Convert everything from the line containing "lace sleeve. Write your answer below." down to the line containing "[277,241,397,272]", both included, into a Markdown table with a Row column numbering each line and a Data line column holding the line itself. Leave out any blank lines.

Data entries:
## start

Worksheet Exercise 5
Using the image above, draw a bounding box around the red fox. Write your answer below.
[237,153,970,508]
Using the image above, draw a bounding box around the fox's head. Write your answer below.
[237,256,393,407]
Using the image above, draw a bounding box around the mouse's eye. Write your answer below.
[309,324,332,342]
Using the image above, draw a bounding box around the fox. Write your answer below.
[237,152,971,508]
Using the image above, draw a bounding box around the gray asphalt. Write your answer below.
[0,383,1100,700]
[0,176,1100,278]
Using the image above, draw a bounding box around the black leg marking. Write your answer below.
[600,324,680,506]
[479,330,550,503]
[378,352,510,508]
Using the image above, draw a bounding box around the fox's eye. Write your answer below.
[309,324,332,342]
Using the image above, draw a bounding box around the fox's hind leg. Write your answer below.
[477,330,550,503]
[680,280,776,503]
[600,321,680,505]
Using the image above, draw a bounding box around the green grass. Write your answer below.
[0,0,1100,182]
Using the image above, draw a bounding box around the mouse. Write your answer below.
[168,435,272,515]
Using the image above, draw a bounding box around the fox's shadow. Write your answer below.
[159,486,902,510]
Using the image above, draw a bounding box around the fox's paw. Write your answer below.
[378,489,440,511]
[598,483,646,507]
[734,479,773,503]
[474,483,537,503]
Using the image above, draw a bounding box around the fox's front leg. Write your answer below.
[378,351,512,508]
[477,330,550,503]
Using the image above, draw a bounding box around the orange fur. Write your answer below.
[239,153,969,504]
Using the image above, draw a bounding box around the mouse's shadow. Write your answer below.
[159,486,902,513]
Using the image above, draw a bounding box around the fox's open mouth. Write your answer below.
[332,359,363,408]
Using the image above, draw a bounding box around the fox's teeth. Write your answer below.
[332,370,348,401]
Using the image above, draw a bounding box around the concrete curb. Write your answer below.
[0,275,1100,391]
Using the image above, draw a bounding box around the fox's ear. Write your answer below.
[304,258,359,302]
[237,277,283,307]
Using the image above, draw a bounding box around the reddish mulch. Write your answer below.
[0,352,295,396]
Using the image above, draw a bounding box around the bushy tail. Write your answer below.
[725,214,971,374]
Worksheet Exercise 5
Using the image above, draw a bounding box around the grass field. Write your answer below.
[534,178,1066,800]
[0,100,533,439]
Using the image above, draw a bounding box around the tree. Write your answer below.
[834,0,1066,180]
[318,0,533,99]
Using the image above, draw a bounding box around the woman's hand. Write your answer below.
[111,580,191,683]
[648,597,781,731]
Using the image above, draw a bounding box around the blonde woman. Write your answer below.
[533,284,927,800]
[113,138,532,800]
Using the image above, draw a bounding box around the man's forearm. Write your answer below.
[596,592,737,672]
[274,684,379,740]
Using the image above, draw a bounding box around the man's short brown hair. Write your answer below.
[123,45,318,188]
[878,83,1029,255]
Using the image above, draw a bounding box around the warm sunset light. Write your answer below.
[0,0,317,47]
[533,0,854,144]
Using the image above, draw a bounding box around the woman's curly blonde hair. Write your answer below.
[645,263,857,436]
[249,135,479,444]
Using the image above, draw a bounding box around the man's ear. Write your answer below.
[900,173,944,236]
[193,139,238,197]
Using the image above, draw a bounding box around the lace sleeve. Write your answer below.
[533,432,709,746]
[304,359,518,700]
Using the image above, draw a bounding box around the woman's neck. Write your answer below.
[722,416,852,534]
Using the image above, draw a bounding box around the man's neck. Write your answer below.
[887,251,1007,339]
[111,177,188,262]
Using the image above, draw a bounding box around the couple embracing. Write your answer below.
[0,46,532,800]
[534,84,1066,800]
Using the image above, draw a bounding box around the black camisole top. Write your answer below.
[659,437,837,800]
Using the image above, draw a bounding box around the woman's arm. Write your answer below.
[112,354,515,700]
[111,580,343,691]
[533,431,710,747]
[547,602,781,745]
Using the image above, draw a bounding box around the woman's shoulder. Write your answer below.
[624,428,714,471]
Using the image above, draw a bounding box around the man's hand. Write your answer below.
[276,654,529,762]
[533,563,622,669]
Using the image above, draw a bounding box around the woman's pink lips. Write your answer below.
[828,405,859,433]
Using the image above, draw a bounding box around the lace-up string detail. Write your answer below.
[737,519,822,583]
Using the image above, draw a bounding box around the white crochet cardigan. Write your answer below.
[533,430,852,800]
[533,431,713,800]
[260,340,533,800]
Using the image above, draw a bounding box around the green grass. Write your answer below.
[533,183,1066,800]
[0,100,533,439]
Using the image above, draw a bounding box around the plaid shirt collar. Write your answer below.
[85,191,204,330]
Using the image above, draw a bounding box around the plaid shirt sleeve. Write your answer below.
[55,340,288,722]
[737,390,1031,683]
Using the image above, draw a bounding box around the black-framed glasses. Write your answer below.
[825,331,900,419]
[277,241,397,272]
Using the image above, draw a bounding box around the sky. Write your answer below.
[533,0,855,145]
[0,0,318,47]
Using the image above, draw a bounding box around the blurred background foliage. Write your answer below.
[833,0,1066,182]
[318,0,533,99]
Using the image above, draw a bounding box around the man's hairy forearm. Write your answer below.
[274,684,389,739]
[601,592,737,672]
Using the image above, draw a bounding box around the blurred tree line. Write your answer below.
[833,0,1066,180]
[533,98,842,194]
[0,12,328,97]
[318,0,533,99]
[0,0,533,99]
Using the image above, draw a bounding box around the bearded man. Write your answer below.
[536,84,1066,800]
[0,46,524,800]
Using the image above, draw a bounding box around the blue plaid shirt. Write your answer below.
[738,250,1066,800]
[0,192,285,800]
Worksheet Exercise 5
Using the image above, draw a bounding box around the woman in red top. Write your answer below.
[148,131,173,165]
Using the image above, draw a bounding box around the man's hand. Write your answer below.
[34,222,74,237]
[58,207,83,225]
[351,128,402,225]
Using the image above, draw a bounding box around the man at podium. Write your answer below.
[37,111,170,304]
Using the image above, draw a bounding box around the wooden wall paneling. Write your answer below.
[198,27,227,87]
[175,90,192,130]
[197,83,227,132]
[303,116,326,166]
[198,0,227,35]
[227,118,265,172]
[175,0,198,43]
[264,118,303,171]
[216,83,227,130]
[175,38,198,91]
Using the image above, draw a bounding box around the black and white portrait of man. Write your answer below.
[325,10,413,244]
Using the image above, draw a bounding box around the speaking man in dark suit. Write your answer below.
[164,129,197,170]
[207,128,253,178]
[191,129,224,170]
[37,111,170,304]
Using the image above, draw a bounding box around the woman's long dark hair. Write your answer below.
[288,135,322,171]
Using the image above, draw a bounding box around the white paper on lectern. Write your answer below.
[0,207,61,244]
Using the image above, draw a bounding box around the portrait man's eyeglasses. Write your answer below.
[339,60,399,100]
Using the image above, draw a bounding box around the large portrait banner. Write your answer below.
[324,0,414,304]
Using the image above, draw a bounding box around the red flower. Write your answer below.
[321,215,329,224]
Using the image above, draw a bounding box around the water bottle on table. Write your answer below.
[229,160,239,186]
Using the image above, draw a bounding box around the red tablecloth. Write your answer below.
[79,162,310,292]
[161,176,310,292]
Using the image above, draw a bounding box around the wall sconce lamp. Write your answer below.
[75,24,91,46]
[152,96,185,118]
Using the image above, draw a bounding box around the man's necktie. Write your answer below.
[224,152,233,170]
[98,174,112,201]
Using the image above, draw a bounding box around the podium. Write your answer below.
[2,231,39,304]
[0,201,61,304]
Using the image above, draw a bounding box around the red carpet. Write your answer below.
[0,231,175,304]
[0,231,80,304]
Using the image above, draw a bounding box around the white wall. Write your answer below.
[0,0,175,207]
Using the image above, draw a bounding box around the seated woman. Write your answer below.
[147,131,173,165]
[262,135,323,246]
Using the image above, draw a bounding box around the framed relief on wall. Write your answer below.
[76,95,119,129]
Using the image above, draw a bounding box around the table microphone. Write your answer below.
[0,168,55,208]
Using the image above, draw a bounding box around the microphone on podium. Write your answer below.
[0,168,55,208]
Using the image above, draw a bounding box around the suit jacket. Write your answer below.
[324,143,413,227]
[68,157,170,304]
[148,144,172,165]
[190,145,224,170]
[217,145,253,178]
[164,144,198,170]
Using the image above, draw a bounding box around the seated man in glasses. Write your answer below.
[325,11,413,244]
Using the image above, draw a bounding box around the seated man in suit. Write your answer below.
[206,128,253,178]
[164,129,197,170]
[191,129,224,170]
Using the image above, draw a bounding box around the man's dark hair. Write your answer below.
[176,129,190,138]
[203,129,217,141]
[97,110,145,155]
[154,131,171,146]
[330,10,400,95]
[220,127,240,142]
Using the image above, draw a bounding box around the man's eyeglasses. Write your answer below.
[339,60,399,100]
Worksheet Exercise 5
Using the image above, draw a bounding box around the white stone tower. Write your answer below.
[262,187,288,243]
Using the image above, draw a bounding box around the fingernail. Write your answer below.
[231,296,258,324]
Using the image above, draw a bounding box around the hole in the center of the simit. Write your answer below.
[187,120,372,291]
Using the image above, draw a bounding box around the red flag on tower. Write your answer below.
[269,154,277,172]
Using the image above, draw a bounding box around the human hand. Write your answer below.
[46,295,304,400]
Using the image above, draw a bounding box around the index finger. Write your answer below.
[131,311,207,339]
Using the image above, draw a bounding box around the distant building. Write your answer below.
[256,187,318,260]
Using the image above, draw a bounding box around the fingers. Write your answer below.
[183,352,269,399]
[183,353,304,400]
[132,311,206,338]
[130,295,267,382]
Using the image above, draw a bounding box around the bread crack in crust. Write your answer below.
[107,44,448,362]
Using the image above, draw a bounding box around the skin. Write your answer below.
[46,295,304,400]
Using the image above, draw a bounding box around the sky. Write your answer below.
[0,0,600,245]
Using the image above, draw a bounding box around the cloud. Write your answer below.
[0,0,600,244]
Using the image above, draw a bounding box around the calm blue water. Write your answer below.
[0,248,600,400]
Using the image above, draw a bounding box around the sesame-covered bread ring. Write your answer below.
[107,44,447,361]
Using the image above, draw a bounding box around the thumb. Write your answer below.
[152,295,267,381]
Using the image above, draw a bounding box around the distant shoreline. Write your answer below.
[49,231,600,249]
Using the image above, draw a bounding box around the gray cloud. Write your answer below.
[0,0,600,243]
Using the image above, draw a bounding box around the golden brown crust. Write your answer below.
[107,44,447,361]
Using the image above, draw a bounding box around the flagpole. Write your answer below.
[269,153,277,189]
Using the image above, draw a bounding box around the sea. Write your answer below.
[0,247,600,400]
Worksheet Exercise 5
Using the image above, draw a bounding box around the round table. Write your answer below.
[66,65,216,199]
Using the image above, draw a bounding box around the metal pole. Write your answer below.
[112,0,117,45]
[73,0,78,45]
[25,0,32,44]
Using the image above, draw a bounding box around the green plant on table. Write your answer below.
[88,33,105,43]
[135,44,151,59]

## end

*RESPONSE BELOW*:
| Row | Data line |
|---|---|
| 1 | Using the image above, draw a bounding box around the lace sleeve. Write your answer below. |
| 2 | [533,432,709,746] |
| 3 | [304,359,518,700] |
| 4 | Using the image above, draw a bounding box around the woman's neck. Write your answer below. |
| 5 | [722,416,852,534] |
| 6 | Using the image above, draw a bounding box around the man's neck. Write your answer below. |
| 7 | [887,251,1007,339] |
| 8 | [111,177,188,262] |
| 9 | Using the image above, draw a bounding box around the couple embracing. Write your answer below. |
| 10 | [0,46,532,800] |
| 11 | [534,84,1066,800] |
| 12 | Using the image above, draw a bounding box around the black camisole top. Write your answer below. |
| 13 | [659,437,837,800] |
| 14 | Using the image above, draw a bounding box around the woman's arm. Write your answer below. |
| 15 | [112,354,515,700] |
| 16 | [111,580,343,691] |
| 17 | [533,431,710,747] |
| 18 | [547,602,781,745] |
| 19 | Using the image above, draw a bounding box around the woman's shoulder. Write your answer below. |
| 20 | [624,428,714,471] |
| 21 | Using the image above, draw a bounding box around the man's hand. Write your answer below. |
| 22 | [276,654,529,762] |
| 23 | [533,563,622,669] |
| 24 | Using the image above, draw a bounding box around the woman's pink lips. Write your answer below. |
| 25 | [828,405,859,433] |
| 26 | Using the image above, draw a bounding box around the lace-up string detail. Write your answer below. |
| 27 | [737,519,822,583] |
| 28 | Using the image above, draw a bounding box around the white crochet cardigan. Write your answer below. |
| 29 | [533,430,852,800] |
| 30 | [533,431,713,800] |
| 31 | [260,340,533,800] |
| 32 | Using the image above, draw a bounding box around the green grass. Write your answer below. |
| 33 | [533,183,1066,800] |
| 34 | [0,100,533,439] |
| 35 | Using the image above, draw a bounding box around the plaid shirt collar. Write your answer below. |
| 36 | [85,191,204,330] |
| 37 | Using the image above, draw a bounding box around the plaid shirt sleeve. Write your answer below. |
| 38 | [55,340,288,722] |
| 39 | [737,390,1031,683] |
| 40 | Using the image above, draw a bounding box around the black-framed glasses. Write your answer below. |
| 41 | [825,331,900,419] |
| 42 | [277,241,397,272] |